-- START Material shown --

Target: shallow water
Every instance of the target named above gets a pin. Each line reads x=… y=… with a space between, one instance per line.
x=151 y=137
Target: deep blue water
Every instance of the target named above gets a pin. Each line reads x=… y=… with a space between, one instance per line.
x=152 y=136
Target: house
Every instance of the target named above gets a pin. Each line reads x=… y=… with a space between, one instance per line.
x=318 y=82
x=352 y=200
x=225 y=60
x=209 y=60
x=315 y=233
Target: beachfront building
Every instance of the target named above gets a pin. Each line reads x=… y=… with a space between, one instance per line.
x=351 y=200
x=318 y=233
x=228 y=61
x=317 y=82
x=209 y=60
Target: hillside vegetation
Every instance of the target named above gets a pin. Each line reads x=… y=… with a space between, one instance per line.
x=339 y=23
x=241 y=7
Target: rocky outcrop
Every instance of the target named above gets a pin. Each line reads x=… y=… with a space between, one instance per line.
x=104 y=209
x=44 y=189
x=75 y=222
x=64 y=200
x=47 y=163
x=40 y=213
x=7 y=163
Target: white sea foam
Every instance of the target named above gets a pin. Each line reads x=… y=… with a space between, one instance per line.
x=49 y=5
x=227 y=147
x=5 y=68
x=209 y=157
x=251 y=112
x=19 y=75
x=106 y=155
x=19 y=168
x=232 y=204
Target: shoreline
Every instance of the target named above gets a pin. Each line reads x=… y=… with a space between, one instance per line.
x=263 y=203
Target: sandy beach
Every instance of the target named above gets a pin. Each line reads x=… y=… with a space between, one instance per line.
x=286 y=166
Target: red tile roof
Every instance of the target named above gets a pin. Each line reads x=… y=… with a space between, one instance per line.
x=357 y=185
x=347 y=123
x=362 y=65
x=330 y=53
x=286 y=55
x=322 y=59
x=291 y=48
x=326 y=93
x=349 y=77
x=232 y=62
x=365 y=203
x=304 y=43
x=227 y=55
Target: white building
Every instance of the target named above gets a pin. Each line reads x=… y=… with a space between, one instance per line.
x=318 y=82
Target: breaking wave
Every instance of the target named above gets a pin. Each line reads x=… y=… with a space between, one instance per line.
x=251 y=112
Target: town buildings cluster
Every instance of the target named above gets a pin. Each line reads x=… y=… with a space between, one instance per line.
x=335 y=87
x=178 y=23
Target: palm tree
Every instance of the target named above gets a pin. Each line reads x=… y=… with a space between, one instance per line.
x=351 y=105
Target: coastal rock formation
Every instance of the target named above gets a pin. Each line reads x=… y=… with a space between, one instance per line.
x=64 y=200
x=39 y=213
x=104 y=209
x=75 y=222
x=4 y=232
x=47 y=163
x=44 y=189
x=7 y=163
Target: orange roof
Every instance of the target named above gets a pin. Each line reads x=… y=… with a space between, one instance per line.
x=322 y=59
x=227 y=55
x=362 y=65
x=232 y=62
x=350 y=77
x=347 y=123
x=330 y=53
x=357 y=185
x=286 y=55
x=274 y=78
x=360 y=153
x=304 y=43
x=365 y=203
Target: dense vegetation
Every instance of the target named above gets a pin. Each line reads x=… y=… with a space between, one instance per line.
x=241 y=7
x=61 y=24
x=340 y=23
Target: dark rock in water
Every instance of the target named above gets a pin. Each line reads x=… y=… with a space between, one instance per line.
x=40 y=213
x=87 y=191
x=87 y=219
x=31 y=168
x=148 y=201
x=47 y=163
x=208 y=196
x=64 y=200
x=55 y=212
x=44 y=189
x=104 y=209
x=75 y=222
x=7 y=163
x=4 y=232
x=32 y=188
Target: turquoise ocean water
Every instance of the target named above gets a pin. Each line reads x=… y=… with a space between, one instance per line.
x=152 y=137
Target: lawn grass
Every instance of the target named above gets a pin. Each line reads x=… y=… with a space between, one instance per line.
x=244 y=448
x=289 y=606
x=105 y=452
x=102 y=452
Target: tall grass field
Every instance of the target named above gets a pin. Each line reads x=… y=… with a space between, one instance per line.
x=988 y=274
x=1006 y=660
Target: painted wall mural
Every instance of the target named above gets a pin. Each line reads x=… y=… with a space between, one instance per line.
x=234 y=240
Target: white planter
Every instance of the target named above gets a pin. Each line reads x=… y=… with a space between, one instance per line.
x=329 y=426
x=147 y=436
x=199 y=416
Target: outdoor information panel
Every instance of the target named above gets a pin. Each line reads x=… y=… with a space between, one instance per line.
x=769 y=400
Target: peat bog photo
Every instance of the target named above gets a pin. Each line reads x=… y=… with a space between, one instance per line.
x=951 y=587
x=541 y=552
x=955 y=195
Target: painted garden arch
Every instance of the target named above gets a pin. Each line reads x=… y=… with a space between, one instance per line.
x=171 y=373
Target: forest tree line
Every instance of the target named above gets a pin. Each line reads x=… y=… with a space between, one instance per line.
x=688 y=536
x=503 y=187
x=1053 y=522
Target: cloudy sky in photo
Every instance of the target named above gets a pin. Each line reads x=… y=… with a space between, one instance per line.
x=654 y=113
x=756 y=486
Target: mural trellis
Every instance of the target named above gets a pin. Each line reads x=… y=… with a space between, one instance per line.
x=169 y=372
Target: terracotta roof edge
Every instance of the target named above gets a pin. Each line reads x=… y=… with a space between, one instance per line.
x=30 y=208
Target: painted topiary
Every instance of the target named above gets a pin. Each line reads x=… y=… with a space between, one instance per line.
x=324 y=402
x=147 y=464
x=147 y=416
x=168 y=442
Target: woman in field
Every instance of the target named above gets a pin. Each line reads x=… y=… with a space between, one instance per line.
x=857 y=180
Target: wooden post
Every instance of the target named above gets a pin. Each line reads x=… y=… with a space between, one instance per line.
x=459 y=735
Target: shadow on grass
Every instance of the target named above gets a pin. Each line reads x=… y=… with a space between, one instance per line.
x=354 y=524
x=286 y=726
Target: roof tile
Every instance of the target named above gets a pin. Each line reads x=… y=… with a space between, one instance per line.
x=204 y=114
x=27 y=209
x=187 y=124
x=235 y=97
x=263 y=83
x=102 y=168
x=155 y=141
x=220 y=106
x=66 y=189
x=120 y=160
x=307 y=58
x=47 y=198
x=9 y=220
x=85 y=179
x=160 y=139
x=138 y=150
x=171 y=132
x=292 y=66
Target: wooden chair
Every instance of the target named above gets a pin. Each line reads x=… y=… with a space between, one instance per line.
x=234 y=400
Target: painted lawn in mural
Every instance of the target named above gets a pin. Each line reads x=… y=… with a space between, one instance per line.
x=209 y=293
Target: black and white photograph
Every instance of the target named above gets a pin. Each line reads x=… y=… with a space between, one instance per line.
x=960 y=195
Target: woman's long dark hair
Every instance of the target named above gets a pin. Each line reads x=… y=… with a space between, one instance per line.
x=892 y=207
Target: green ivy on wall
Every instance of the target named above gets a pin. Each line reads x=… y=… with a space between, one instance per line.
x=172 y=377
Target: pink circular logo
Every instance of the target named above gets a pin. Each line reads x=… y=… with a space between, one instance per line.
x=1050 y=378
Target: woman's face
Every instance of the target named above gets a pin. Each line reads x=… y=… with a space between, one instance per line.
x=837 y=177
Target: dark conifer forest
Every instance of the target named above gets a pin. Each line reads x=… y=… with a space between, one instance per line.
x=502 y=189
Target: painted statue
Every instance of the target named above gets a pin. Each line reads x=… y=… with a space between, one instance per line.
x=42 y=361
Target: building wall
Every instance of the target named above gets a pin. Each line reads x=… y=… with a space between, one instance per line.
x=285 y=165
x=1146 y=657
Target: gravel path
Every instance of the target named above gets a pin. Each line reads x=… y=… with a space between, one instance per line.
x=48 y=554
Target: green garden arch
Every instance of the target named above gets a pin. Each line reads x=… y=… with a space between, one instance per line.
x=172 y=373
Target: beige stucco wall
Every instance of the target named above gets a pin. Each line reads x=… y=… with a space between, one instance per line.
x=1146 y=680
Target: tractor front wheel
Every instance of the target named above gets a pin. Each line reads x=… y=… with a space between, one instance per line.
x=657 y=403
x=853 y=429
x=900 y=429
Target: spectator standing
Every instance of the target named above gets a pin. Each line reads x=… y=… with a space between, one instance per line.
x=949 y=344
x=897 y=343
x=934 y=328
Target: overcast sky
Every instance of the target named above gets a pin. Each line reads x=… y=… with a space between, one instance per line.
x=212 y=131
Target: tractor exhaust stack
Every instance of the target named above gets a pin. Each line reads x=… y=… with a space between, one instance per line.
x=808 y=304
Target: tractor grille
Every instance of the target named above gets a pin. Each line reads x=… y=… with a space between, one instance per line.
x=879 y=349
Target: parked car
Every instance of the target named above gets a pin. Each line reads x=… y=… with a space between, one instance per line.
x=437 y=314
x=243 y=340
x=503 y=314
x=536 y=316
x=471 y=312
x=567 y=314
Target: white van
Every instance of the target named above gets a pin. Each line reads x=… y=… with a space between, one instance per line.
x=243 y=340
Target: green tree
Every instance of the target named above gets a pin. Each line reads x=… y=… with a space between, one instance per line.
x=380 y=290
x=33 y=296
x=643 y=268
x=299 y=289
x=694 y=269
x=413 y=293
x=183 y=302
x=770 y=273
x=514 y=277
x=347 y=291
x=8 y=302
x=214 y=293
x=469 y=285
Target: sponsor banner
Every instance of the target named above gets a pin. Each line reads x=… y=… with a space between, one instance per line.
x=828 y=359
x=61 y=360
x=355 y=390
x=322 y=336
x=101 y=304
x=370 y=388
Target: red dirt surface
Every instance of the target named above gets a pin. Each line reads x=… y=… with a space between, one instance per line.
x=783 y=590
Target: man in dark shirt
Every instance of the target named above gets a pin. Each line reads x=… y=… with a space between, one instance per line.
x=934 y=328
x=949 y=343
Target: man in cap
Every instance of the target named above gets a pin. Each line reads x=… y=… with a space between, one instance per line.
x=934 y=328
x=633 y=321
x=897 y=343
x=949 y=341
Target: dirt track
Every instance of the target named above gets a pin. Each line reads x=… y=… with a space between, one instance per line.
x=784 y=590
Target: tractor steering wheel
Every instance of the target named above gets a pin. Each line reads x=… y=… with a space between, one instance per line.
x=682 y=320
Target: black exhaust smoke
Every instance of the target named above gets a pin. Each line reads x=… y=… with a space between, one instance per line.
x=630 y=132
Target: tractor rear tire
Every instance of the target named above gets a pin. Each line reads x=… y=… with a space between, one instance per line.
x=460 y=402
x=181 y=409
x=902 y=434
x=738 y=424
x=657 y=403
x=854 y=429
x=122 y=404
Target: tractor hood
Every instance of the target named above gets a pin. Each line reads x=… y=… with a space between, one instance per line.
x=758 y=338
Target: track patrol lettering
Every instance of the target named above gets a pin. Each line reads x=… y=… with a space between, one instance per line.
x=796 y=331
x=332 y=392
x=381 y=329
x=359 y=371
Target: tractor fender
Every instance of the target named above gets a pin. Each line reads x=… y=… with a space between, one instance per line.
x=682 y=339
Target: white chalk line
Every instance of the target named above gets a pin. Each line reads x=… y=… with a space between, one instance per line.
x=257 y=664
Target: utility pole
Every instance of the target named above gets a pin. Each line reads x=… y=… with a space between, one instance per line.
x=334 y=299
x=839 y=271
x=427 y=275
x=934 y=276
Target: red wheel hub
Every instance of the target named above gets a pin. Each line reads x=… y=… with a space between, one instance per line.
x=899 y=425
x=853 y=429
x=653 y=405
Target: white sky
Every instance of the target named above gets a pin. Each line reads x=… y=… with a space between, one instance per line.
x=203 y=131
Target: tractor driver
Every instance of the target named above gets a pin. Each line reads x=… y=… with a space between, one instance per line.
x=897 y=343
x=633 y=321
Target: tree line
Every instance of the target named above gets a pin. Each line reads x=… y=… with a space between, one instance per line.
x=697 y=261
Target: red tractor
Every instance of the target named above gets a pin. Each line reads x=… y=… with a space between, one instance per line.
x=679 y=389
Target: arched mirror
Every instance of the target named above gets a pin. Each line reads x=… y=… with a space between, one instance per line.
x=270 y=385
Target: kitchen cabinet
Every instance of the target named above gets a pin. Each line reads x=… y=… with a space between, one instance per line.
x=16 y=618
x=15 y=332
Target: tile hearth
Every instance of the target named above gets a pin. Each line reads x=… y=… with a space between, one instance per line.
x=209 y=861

-- END Material shown --

* **What is being asked**
Reproduce, word for word, every line starting at the line that contains "Target: red tractor" and ending with the final line of the entries.

* **Answer for the task**
Target: red tractor
Every instance of the target named above gets a pin. Each line reads x=… y=… with a space between, one instance per line.
x=679 y=389
Target: arched mirror
Every instance of the target named above gets a pin. Each line reads x=… y=… with a space between, one instance per line.
x=270 y=385
Target: kitchen cabinet
Every instance of the target named above gets a pin. Each line reads x=… y=… with a space between, one instance per line.
x=16 y=618
x=15 y=332
Target: tile hearth
Every instance of the target named above gets a pin. Each line reads x=… y=… with a space between, one instance per line.
x=209 y=861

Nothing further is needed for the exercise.